Übungsaufgabe a: Gib den Abschnitt der Auflistung ab der Zeile mit „Expected behaviour: mark a point on the wing“ bis zum Ende der Auflistung samt Anweisungen erneut aus. Versetze dabei jede Punktkoordinate in den Ergebnissen um 65.

Auszug:
-------

Winfried Leisgang schreibt im dritten Kapitel den Fachkräften der Sozialen Arbeit eine herausgehobene Verantwortung gegenüber Adressaten und einer ausdifferenzierten Gesellschaft zu. Anhand der berufsethischen Prinzipien des DBSH und der aktuellen »Berliner Erklärung« von 2014 verdeutlicht Leisgang, dass gute Soziale Arbeit auf eine Orientierung an einem humanistischen Menschenbild, einen ethischen Kodex und eine Idee eines gelingenden Lebens angewiesen ist. Besonderes Augenmerk legt Leisgang auf die Verbindung von ethischen und rechtlichen Normen und zeigt die Errungenschaften von Grundgesetz, Europäischer Grundrechte-Charta, Europäischer Menschenrechtskonvention, Sozialcharta der EU und Menschenrechtserklärung von 1948. Ohne Wahrung von Menschenrechten, die zur Konkretisierung menschlicher Würde beitragen und den Anspruch haben, humanitäre Grundbedürfnisse zu erfüllen, sind berufsethische Prinzipien durch professionelles Handeln nicht einzulösen. Dafür braucht es eine Mehrheit an Professionellen, die sich auf ethische Reflexion einlassen und ethische Kompetenz erwerben.

-------

[Gespeicherte Dateneinträge]
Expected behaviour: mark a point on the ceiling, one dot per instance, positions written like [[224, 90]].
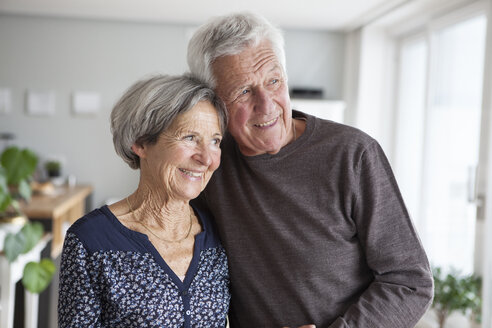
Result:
[[304, 14]]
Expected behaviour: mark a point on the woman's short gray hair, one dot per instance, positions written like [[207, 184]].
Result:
[[230, 35], [150, 106]]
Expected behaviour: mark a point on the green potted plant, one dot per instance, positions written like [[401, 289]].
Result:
[[53, 168], [20, 235], [453, 292]]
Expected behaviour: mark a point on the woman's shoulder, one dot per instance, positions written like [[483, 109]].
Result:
[[97, 231], [208, 222], [91, 222]]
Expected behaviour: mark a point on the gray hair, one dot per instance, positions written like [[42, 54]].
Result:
[[230, 35], [150, 106]]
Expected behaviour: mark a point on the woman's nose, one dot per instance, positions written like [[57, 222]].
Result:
[[203, 155]]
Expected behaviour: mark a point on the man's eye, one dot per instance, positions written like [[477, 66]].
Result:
[[216, 141]]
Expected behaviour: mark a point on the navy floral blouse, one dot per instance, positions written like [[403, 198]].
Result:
[[112, 276]]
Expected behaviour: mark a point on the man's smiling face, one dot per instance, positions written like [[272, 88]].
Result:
[[253, 86]]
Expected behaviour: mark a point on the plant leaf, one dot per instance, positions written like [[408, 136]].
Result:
[[25, 189], [18, 164], [32, 232], [4, 190], [37, 276], [5, 201], [14, 245]]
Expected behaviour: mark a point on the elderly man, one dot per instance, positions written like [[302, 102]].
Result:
[[308, 210]]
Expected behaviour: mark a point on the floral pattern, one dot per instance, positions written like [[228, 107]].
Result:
[[116, 288]]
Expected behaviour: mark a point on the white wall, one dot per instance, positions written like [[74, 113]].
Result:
[[67, 55]]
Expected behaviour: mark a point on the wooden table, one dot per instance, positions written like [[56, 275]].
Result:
[[66, 204]]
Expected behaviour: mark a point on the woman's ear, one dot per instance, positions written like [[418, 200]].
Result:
[[139, 149]]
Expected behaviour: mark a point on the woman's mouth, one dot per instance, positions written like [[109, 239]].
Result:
[[192, 174], [267, 124]]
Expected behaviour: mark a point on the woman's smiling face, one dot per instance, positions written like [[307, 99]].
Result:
[[184, 157]]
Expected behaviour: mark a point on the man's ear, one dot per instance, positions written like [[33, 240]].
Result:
[[139, 149]]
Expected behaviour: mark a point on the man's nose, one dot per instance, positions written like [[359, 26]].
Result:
[[263, 101]]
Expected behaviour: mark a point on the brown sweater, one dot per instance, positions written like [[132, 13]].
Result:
[[318, 234]]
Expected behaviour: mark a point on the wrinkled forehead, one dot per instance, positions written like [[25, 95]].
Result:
[[203, 117]]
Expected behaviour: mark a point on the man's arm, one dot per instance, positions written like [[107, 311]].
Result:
[[402, 289]]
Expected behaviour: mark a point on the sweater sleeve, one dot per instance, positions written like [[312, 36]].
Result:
[[78, 303], [402, 288]]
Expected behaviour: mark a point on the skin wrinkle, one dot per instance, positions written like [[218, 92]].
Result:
[[164, 206], [265, 99]]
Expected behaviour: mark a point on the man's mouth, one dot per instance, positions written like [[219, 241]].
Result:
[[268, 123]]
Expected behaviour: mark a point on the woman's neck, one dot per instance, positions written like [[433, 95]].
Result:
[[154, 207]]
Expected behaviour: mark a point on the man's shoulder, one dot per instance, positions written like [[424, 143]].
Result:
[[340, 134]]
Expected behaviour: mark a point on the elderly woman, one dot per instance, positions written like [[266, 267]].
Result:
[[151, 260]]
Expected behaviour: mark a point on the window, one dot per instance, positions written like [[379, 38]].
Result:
[[437, 136]]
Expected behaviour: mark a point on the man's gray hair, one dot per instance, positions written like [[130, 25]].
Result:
[[150, 106], [230, 35]]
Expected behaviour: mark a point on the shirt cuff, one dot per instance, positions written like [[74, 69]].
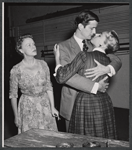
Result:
[[112, 71], [56, 68], [95, 88]]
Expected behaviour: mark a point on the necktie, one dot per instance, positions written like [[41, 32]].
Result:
[[85, 47]]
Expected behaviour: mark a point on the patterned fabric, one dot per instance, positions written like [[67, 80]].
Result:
[[85, 47], [34, 106], [92, 114]]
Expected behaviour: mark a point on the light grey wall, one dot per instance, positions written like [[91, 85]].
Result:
[[19, 14]]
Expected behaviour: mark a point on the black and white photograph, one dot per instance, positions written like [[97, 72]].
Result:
[[65, 74]]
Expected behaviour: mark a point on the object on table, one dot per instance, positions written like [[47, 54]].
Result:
[[91, 144], [66, 145]]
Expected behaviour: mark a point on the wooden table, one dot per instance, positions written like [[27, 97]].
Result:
[[44, 138]]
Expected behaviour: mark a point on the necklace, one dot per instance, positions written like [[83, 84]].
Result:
[[28, 64]]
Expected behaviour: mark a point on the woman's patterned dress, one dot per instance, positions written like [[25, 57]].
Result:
[[34, 105]]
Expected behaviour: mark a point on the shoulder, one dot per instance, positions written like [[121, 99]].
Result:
[[15, 68], [66, 42], [42, 62]]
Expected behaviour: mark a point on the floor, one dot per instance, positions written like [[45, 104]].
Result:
[[122, 122]]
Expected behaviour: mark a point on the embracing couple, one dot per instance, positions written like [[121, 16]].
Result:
[[85, 104]]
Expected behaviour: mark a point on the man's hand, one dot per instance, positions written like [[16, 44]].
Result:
[[97, 71], [57, 54], [102, 85]]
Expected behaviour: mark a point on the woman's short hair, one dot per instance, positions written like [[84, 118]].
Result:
[[20, 41], [112, 47], [85, 16]]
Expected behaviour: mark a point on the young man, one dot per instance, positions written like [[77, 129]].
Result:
[[86, 23], [92, 114]]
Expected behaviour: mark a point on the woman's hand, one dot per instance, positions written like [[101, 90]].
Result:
[[57, 54], [55, 113]]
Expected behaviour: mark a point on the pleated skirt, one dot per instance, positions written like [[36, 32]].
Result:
[[93, 115]]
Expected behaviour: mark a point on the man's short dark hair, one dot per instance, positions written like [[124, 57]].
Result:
[[85, 16]]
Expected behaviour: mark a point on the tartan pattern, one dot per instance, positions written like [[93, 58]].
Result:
[[93, 115], [85, 46]]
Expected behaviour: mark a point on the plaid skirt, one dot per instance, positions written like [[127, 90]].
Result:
[[93, 115]]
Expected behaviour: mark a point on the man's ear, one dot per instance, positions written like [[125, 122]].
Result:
[[21, 51], [80, 26]]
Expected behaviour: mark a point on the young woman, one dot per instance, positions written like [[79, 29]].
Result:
[[92, 114], [36, 104]]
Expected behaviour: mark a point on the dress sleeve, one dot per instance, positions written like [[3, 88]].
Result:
[[48, 84], [13, 93], [69, 70]]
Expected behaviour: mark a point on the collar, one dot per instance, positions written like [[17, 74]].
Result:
[[79, 41], [99, 49]]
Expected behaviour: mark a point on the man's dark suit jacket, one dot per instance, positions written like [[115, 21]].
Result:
[[68, 50]]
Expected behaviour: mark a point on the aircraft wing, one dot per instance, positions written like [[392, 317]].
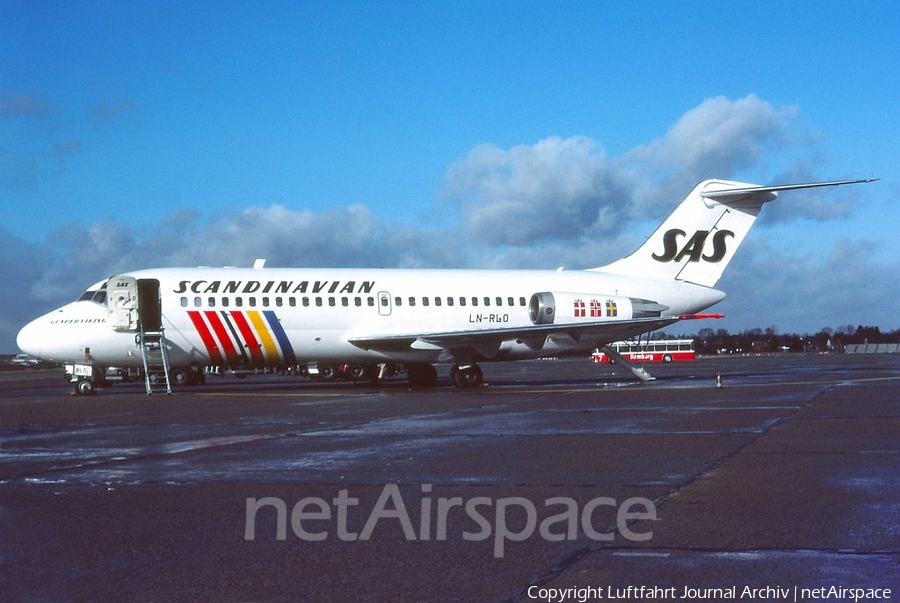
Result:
[[486, 342]]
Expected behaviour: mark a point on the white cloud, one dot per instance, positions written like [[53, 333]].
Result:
[[560, 201]]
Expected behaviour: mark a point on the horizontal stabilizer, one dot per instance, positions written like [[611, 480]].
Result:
[[724, 194]]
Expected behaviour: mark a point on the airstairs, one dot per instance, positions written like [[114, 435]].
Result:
[[156, 361]]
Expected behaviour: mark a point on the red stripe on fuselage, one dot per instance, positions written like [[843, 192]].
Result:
[[222, 333], [249, 338], [215, 356]]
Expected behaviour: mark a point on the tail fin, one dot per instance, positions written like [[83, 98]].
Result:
[[698, 240]]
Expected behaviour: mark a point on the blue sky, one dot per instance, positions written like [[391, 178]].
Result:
[[447, 134]]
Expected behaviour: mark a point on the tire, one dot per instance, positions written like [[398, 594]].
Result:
[[85, 387], [465, 378], [179, 376], [421, 375], [327, 372]]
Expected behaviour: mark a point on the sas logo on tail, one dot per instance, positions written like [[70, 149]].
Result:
[[693, 248]]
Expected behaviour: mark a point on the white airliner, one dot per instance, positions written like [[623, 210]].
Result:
[[174, 322]]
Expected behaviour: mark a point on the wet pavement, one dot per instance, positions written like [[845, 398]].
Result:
[[557, 475]]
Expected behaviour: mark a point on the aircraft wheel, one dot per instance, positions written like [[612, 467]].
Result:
[[85, 387], [179, 376], [327, 372], [469, 376], [359, 372], [421, 375]]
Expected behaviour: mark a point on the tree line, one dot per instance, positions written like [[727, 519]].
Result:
[[720, 341]]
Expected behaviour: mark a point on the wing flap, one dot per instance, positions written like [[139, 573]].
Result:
[[487, 342]]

-------

Übungsaufgabe b: Fasse den Absatz des Auszugs, der mit „Winfried Leisgang schreibt“ beginnt, als Stichpunktliste zusammen und behalte seine wesentlichen Aussagen bei.

Lösung a:
Expected behaviour: mark a point on the wing flap, one dot per instance, positions written like [[139, 573]].
Result:
[[552, 407]]

Lösung b:
- Leisgang weist im dritten Kapitel den Fachkräften der Sozialen Arbeit eine herausgehobene Verantwortung gegenüber Adressaten und einer ausdifferenzierten Gesellschaft zu.
- Grundlage sind die berufsethischen Prinzipien des DBSH und die »Berliner Erklärung« von 2014.
- Gute Soziale Arbeit braucht demnach ein humanistisches Menschenbild, einen ethischen Kodex und eine Idee eines gelingenden Lebens.
- Im Mittelpunkt steht die Verbindung ethischer und rechtlicher Normen: Grundgesetz, Europäische Grundrechte-Charta, Europäische Menschenrechtskonvention, Sozialcharta der EU und Menschenrechtserklärung von 1948.
- Ohne Wahrung der Menschenrechte, die menschliche Würde konkretisieren und humanitäre Grundbedürfnisse erfüllen sollen, lassen sich berufsethische Prinzipien durch professionelles Handeln nicht einlösen.
- Dafür ist eine Mehrheit an Professionellen nötig, die sich auf ethische Reflexion einlassen und ethische Kompetenz erwerben.